Software Monocultures
Egg Baskets and Concentration of Risk
It's been a few days since the Great Windows Crash of 2024, and I have a few thoughts about what happened, and things we should consider going forward.
For those who weren't aware, on Friday, July 19th, an automated update of widely used security program, Crowdstrike Falcon, caused Windows computers around the globe to crash / blue screen. The fix required physical access to millions of computers. Companies and organizations affected included airports around the world, a high percentage of Fortune 500 companies, hospitals and healthcare facilities around the world, and much, much more.
My tl;dr thoughts:
- Monocultures (software and hardware) are incredibly problematic.
- Fleet-wide automated updates are fraught.
- Security is hard, and full of tradeoffs.
- Remote management is essential, but sometimes you really need it at the hardware level.
- Software can be brittle.
The long explanation
-
The first thing that popped in my head on Friday was the phrase "software monoculture." This describes the situation where you have a large group of computers all running the same operating system or applications. (The same thing can happen in hardware where all CPUs from a particular company have the same vulnerability. Since there are only a few companies that make the world's most widely used CPUs, such a bug can easily impact millions of computers or devices.)
With a monoculture, when there's a severe bug, or a security exploit, you can end up with a scenario where all of the computers are impacted at the same time. The impact often plays out over days, weeks, or months. We've seen this many times over the years, and it has taken many forms. The heartbleed security bug a decade ago took years to mostly be resolved. However, we've never seen quite a vivid illustration of software monoculture until last week when millions of computers around the world effectively crashed all at once.
In this case, Mac and Linux computers running Crowdstrike Falcon did not have an issue. (Although that wasn't guaranteed unless Falcon works differently on those platforms.). And of course Windows computers not running Falcon didn't have any problems either.
In the case of Heartbleed, it was an issue with a widely used library that ran on multiple operating systems. So perhaps that was more widespread than a software monoculture. Another bad, widespread example were the Meltdown and Spectre exploits, which impacted widely used CPUs.

Supplied information:
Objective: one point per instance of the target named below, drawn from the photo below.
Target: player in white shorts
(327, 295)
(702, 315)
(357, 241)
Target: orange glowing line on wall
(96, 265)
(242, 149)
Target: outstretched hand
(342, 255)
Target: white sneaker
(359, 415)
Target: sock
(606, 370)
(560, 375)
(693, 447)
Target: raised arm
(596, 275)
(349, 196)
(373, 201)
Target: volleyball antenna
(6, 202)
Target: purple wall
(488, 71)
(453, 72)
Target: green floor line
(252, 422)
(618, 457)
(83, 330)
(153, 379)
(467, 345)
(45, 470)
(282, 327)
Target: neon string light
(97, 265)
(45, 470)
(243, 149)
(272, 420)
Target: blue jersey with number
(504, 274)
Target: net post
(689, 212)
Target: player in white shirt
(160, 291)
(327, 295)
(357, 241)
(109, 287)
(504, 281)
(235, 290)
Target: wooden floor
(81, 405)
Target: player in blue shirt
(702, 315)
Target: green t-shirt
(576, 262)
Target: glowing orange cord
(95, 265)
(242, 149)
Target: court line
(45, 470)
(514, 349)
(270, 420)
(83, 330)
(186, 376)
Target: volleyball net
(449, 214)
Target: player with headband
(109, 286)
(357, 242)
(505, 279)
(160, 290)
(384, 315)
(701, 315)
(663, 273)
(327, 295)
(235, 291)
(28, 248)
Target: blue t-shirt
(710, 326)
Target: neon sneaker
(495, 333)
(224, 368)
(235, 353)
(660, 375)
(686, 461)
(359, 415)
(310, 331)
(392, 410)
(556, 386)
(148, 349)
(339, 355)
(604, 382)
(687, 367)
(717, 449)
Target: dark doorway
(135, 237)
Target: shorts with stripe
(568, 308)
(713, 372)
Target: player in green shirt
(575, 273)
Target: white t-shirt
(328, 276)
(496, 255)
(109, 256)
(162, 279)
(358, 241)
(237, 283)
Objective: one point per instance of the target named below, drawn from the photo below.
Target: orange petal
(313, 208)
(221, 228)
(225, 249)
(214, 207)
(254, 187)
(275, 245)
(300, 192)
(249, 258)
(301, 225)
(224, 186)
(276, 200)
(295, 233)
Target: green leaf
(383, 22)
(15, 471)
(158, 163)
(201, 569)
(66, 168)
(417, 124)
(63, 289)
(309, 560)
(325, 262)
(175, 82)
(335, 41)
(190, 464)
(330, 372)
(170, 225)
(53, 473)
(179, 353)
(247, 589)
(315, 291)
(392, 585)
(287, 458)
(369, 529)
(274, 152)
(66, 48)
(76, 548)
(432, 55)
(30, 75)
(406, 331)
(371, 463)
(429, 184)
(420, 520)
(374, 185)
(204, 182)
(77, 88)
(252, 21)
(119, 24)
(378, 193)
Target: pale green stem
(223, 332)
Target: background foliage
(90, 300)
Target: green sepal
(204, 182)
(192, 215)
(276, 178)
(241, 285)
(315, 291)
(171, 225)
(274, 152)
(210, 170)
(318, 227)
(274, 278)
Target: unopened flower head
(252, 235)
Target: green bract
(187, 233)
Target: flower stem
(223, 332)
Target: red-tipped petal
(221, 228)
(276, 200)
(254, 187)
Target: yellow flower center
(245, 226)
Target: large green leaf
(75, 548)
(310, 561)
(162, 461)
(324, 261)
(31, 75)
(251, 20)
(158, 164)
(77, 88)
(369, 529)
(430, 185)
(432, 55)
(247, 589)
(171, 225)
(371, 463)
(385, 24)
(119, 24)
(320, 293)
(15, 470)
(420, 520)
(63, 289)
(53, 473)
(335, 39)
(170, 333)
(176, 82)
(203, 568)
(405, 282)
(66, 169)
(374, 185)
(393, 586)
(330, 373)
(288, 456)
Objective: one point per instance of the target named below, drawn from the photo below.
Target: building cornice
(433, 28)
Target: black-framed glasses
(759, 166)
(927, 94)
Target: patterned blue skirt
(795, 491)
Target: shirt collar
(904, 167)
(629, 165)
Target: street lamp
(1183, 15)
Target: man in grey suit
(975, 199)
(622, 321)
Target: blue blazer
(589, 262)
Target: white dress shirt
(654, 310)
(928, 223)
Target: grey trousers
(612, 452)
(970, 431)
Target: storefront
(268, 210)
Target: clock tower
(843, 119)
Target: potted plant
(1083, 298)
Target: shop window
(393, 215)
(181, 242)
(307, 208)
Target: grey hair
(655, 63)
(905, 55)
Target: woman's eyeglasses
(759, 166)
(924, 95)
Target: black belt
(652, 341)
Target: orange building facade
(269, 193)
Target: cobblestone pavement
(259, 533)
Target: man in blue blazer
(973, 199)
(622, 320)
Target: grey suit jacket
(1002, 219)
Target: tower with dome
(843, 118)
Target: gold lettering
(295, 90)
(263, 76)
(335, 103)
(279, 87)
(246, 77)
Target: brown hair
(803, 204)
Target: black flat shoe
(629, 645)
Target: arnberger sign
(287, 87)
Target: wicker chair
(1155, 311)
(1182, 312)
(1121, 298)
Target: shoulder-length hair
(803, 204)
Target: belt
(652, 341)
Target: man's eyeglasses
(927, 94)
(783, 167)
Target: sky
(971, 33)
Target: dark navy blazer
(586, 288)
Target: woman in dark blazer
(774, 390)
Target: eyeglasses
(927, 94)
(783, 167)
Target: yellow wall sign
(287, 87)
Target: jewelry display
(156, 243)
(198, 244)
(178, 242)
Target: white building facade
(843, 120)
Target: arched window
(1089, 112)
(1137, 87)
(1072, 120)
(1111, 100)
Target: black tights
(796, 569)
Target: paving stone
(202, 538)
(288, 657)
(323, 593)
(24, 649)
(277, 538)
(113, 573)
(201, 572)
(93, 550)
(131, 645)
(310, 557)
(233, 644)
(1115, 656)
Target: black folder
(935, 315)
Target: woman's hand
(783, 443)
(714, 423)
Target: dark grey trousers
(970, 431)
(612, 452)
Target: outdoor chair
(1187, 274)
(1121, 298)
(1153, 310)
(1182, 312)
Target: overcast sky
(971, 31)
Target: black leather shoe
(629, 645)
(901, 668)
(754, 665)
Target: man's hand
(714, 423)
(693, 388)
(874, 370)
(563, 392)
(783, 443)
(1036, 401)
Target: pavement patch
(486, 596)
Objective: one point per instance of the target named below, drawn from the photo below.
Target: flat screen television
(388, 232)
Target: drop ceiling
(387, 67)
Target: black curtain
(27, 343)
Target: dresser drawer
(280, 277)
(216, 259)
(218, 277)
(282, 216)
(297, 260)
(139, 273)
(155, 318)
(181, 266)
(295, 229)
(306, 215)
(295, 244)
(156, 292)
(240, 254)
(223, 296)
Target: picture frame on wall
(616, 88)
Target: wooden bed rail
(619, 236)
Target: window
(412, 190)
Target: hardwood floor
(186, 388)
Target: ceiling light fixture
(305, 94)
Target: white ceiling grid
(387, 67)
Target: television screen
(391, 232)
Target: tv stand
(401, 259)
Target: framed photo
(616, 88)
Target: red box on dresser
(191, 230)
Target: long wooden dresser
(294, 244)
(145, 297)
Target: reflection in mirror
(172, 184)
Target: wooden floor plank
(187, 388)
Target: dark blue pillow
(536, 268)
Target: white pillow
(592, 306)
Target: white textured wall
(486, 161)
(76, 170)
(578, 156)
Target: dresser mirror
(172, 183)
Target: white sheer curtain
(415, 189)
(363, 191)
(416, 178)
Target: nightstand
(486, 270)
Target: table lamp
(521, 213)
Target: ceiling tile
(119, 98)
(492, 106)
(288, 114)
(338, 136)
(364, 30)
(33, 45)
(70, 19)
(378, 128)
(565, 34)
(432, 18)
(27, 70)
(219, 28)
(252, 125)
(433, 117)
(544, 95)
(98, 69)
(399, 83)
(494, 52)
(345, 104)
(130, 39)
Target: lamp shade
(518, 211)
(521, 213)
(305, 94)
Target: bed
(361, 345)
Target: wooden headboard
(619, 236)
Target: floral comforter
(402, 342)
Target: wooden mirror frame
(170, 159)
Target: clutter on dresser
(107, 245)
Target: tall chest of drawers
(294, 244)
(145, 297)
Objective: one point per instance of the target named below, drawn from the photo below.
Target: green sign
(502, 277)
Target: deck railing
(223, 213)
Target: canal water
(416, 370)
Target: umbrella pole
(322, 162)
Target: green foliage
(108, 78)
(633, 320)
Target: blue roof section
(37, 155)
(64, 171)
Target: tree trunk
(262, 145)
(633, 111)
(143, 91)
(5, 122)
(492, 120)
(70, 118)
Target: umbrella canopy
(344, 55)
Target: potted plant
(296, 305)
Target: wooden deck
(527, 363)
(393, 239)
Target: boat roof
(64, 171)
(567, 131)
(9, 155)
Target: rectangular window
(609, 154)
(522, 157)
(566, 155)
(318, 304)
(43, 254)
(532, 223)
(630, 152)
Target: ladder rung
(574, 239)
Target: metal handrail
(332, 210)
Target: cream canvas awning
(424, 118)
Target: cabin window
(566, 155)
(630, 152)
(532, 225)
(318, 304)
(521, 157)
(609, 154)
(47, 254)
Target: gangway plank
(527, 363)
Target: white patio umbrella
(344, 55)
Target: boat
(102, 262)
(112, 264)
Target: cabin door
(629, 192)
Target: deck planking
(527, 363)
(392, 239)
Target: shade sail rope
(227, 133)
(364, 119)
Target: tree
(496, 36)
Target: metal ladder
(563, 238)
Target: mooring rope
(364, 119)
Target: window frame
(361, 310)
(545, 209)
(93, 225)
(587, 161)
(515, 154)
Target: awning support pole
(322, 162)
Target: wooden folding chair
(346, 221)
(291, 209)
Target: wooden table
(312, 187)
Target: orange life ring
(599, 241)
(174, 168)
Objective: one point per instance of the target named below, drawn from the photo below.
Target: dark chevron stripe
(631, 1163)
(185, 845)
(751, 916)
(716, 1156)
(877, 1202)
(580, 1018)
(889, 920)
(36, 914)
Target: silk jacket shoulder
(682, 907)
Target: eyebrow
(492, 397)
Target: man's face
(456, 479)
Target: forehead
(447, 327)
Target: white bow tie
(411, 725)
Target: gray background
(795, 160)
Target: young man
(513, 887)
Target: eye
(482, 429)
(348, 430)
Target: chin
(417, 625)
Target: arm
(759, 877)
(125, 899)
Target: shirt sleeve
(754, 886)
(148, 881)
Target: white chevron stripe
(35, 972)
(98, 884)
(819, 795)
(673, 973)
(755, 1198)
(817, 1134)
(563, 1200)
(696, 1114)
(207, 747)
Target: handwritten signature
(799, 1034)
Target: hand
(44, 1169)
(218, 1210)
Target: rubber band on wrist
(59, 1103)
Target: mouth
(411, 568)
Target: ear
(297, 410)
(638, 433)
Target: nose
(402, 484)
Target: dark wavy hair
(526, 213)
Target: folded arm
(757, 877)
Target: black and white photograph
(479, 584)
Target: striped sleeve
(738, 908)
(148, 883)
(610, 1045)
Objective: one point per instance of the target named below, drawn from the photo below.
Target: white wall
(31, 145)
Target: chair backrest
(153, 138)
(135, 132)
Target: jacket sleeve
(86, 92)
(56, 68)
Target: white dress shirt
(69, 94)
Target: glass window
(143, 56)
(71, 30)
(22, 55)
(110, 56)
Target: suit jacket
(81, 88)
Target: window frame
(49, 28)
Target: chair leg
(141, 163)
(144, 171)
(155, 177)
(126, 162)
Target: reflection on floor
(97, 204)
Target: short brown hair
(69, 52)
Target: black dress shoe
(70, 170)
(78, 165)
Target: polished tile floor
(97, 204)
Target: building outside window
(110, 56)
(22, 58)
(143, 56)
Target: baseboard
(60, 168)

Exercise requirements:
Resume the piece on software monocultures, starting after its last sentence about Meltdown and Spectre.

Your response:
-
Automated updates can be problematic, especially if it involves a reboot at an inopportune time, or a crash. When it's fleet-wide, it can be disastrous. In this case, it was a crash. But it could be even more disastrous if a piece of malware got automatically distributed.
-
Security is hard and full of trade-offs. Products like Crowdstrike Falcon exist to solve a very real problem: security exploits or attacks that aren't known ahead of time, and that target servers and/or desktops. When you're facing a large, distributed attack, you need to be able to detect, and react to it. The need for such a product or operating system feature hasn't gone away.
-
I would guess most major companies are able to remotely manage their Windows desktops and servers. However, the most widespread products only work if the operating system is running. Servers often have remote management capabilities that don't require the operating system to be running, but desktops... not so much. Between point of sale-type devices, and remote work, this is a big issue.
-
Software can be brittle, and when it fails, it can fail spectacularly. A lot of people have focused rightly on the failings of CrowdStrike. It was clearly a bad update that should never have been pushed to millions of computers. And there has also been a lot of commentary on how Falcon ran inside the operating system. However, I think a case can be made that perhaps an operating system shouldn't fail like that when there's a driver issue. Drivers need elevated permissions, but with a lot of modern CPU features, perhaps there could be better isolation within the operating system and its components.
What do you think of all of this? Were you impacted? Were you part of the recovery effort? What lessons do you think we should have learned? And what do you think we (in technology) should do differently going forward?